Take each line of the material that includes "instance" and copy it.

▼

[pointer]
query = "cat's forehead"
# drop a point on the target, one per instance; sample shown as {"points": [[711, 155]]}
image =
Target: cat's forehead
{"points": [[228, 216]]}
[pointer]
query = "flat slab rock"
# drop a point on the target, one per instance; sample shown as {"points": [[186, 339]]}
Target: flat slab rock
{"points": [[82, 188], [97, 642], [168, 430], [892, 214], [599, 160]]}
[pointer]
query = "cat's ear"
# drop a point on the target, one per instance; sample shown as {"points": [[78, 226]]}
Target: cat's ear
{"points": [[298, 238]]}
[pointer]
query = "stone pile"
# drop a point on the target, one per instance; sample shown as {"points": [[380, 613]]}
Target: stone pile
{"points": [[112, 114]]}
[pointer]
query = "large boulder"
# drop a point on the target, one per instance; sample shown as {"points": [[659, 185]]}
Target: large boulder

▲

▶ _SOLUTION TO THE EXERCISE_:
# drop a point on the target, one per instance; sample shown as {"points": [[711, 155]]}
# drop a point on the target, one per instance; sample shown as {"points": [[186, 339]]}
# drop a point on the target, one per instance; sample shown as {"points": [[78, 226]]}
# drop a point on the target, one per instance; sample shown as {"points": [[380, 613]]}
# drop a point on the target, one per instance; sample shown as {"points": [[659, 185]]}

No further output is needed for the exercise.